Problem to work on:
Copy each line below as it stands, but skip any picture it contains.

** Opening Data to use block **

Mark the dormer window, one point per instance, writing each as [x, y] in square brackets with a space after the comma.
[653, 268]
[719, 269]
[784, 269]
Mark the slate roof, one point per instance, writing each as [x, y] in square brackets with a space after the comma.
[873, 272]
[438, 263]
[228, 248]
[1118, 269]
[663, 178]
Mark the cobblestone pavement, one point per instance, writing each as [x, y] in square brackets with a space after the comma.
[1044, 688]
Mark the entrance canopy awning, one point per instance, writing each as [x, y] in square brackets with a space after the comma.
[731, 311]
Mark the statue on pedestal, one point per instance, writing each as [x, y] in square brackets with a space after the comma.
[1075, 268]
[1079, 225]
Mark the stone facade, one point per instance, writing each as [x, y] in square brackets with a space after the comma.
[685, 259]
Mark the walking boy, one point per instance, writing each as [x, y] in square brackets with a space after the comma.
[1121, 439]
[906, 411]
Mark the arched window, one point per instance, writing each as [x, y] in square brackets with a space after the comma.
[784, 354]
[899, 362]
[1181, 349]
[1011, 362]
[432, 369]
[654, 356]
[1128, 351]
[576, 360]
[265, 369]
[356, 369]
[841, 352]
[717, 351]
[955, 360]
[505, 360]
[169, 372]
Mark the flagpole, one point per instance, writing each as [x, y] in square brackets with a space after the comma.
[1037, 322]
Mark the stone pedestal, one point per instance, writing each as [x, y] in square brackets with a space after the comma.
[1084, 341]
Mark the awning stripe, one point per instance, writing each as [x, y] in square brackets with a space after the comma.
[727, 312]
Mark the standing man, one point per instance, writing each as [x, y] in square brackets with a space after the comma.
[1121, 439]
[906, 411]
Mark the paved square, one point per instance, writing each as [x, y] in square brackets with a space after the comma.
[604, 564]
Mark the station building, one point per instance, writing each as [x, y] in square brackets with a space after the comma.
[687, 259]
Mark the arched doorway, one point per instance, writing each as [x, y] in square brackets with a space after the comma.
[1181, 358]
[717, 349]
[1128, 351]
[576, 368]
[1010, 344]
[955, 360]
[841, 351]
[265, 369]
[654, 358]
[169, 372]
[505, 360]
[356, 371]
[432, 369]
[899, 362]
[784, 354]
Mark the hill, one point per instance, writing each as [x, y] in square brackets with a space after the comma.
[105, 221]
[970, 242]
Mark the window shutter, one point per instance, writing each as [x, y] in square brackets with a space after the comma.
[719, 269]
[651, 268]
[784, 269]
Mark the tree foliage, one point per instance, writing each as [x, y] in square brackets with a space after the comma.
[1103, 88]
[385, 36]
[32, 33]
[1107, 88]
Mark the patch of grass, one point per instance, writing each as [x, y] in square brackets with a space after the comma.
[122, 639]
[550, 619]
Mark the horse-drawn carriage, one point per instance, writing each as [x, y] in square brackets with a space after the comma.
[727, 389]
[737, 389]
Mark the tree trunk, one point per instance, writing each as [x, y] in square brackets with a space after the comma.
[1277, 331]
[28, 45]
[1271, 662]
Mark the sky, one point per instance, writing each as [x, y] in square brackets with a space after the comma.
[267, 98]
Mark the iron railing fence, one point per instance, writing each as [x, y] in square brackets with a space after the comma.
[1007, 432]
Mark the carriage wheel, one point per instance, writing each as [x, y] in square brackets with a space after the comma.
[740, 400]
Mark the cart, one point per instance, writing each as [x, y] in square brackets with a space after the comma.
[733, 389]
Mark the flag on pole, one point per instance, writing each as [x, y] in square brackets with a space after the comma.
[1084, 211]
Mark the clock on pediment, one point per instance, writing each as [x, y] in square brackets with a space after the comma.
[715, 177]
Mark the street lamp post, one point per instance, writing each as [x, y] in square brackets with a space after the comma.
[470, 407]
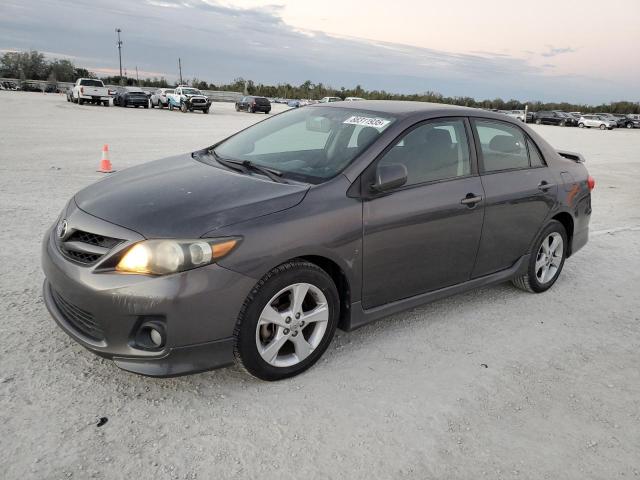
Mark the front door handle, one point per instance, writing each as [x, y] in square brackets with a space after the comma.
[471, 200]
[544, 186]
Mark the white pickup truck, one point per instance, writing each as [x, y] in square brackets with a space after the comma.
[90, 90]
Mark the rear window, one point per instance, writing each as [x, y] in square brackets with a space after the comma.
[91, 83]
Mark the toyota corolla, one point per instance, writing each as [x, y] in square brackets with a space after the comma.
[257, 248]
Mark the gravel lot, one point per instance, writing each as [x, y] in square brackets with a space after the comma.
[491, 384]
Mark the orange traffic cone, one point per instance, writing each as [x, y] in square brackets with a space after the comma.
[105, 163]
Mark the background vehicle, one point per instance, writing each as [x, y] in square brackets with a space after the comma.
[611, 119]
[253, 104]
[330, 99]
[635, 120]
[277, 248]
[554, 118]
[624, 121]
[596, 121]
[159, 97]
[517, 114]
[131, 96]
[7, 85]
[90, 90]
[188, 99]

** Closing Data to use block **

Expected output:
Mark the dormer window, one point per instance, writing each as [x, y] in square brackets with a space after the comma.
[653, 268]
[719, 269]
[784, 269]
Mark the slate roof, one point per instance, writing each as [x, y] in square brackets with a space after the comma.
[873, 272]
[438, 263]
[228, 248]
[1118, 269]
[663, 178]
Mark the cobblestone pavement, one point per instance, writing each as [x, y] in square brackets with a space after the comma.
[1044, 688]
Mark the entrance canopy awning, one point per instance, writing each as [x, y] in square brackets with a space after the comma.
[731, 311]
Mark the statue on pedestal, one point per instance, writing each as [x, y] in square brackets with a space after the comma.
[1075, 268]
[1079, 225]
Mark the stone facade, one point per instance, writing each as [x, y] in square brackets with a space after the comma.
[685, 259]
Mark the walking boy, one point per instance, writing each as [x, y] in square brackets with a space after the comma.
[1121, 439]
[906, 411]
Mark the arched window, one point per instance, writing each as [x, y] in square brackets with a space after the comma.
[784, 354]
[899, 362]
[1181, 349]
[1011, 362]
[432, 369]
[654, 356]
[1128, 351]
[576, 360]
[265, 369]
[356, 369]
[841, 352]
[717, 351]
[955, 360]
[505, 360]
[169, 372]
Mark the flagpole, one point per instance, writing each as [x, y] in square brackets with a space after the comma.
[1037, 322]
Mark the stone pedestal, one point per instance, writing each as [x, y] in square brackets with a space after the comma.
[1084, 341]
Mark the awning stripe, one point per instance, writing each as [x, y] in square brackets with a space after the comma.
[727, 312]
Mark the standing man, one point per instance, writing each as [x, y] in square brackets with a space after the comma.
[1121, 439]
[906, 411]
Mark the paved square, one point per instance, writing each as [x, y] in square brackets with a space after the comma.
[604, 564]
Mark the station building, one point per instance, writing each as [x, y] in square brackets with a space after the comma.
[687, 259]
Mark the arched doorway, one point per instance, writing each as [x, y] in square brackets with a space after the comma.
[1181, 358]
[717, 349]
[1128, 351]
[576, 368]
[1010, 344]
[955, 360]
[841, 351]
[265, 369]
[654, 358]
[169, 372]
[505, 360]
[356, 371]
[432, 369]
[899, 362]
[784, 354]
Mark the hill, one point per instance, writing each as [x, y] in square brackets with a space after the comma.
[105, 221]
[970, 242]
Mark the window shutter, one point per instance, writing each as [x, y] in square brackets with a space after the comma.
[719, 269]
[651, 268]
[784, 269]
Mark the tree foliage, one point per instance, writing each as [x, y] in square brackets with a space after the comma.
[1103, 88]
[385, 36]
[32, 33]
[1107, 88]
Mark the patch of grass, one point per instance, writing each as [x, y] in square brackets with a space after the comma.
[122, 639]
[550, 619]
Mark the horse-drawn carriage, one point per instance, writing each as [x, y] in square brackets with a space after the comma.
[727, 389]
[737, 389]
Mark the tree trunk, one point per instance, writing each as [x, y] in square brackets with a space after the comma.
[1277, 331]
[28, 45]
[1271, 662]
Mark the sky, one point per instance, writing each as [x, y] in square brackets with a space after the comma.
[267, 98]
Mark the iron railing fence, one point per instance, writing each as [x, y] in square brackets with a space after the comma.
[1007, 432]
Mark the carriage wheel, one point per instance, writing each as [x, y] in square brackets with a space after the comma.
[740, 400]
Mark the cart, one point per instance, writing each as [x, y] in square brackets with a space after the comma.
[733, 389]
Mark the flag on pole, one point per instance, writing each as [x, y] in square brackets with a space after the comma.
[1084, 211]
Mark the clock on pediment, one point per instance, writing each as [x, y] in square brackets with a space after the comma.
[715, 177]
Mark the street lamp post, one point per instance, writing each as [x, y] in square brackets with a space after the comma.
[470, 407]
Mark the front door handle, one point per instance, writing each as [x, y] in square brackets with a space after the comma.
[471, 200]
[544, 186]
Mark the white pickup truck, one point per instance, writing each as [x, y] in square brackets with a space after the comma.
[90, 90]
Mark the rear window, one point per instance, writing each as [x, y] in square brackets with a space after the comma.
[91, 83]
Mark the toyota corolla, one point per instance, writing each as [x, y] in square brackets with a space after the comma.
[257, 248]
Mark the gravel lot, one point per instance, writing each as [x, y] in square brackets with a space after the comma.
[491, 384]
Mark the orange traffic cone, one point per instance, writing each as [x, y] in square brackets with a space after the comma.
[105, 163]
Mark the background vehicle, one point per instance, writing each as [x, y] in square brackets with a space after the comma.
[611, 119]
[253, 104]
[330, 99]
[635, 120]
[277, 248]
[554, 118]
[624, 121]
[596, 121]
[159, 97]
[517, 114]
[131, 96]
[7, 85]
[90, 90]
[188, 99]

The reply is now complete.